**Work to complete**
Report every line in the rows below that contains the string "hand", treating uppercase and lowercase as different.

Source data

* * * *

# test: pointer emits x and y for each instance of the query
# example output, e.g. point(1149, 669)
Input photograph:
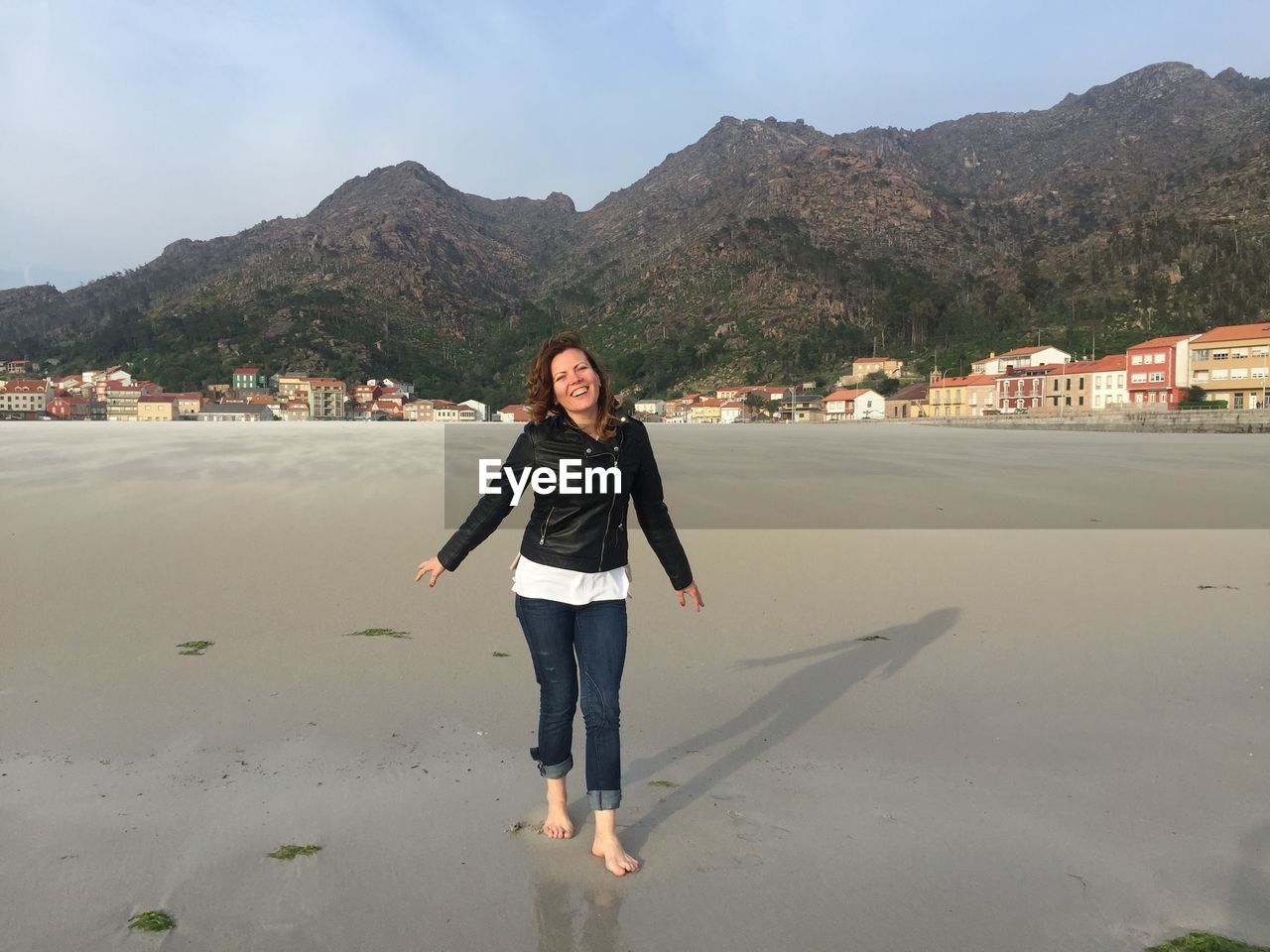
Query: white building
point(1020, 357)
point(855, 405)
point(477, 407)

* * * *

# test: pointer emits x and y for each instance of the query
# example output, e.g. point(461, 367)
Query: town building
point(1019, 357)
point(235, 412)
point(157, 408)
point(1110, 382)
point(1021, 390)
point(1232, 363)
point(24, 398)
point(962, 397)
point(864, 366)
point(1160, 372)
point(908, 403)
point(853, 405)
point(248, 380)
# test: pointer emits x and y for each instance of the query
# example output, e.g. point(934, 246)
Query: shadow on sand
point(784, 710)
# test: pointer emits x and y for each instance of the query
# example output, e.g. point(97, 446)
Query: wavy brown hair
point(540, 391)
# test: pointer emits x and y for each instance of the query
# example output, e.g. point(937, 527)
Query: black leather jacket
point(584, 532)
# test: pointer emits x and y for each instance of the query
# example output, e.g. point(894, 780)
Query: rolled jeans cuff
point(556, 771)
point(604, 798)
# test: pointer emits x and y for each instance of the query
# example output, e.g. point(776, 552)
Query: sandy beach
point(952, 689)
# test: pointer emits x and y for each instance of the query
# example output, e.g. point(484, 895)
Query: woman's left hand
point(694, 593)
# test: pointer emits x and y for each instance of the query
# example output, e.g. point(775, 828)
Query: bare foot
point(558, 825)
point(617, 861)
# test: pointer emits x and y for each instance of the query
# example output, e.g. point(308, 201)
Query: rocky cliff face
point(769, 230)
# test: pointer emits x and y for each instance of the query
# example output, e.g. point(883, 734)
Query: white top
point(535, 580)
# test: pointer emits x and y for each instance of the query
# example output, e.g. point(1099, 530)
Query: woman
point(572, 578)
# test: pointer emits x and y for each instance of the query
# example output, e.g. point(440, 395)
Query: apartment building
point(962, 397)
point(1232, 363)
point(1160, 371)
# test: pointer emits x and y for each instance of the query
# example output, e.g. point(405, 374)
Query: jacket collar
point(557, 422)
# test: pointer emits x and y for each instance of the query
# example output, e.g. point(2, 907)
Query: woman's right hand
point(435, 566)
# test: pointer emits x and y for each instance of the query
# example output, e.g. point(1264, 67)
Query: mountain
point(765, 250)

* * * *

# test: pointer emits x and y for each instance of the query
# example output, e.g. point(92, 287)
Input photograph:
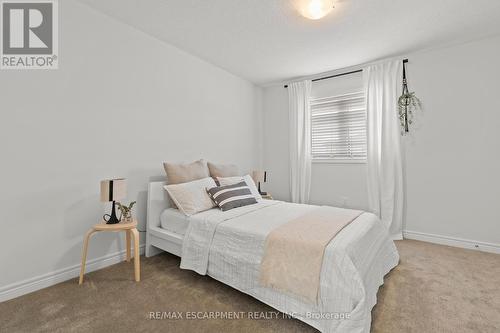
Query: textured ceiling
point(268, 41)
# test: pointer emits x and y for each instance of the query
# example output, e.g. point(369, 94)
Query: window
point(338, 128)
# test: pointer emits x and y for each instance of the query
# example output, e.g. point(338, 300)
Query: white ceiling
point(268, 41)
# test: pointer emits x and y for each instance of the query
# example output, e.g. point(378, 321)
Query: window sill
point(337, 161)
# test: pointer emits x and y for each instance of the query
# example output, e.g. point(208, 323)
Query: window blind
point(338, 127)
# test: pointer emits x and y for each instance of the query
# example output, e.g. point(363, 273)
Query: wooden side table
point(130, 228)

* * * *

**Full output**
Query: woman's left hand
Query: woman's right hand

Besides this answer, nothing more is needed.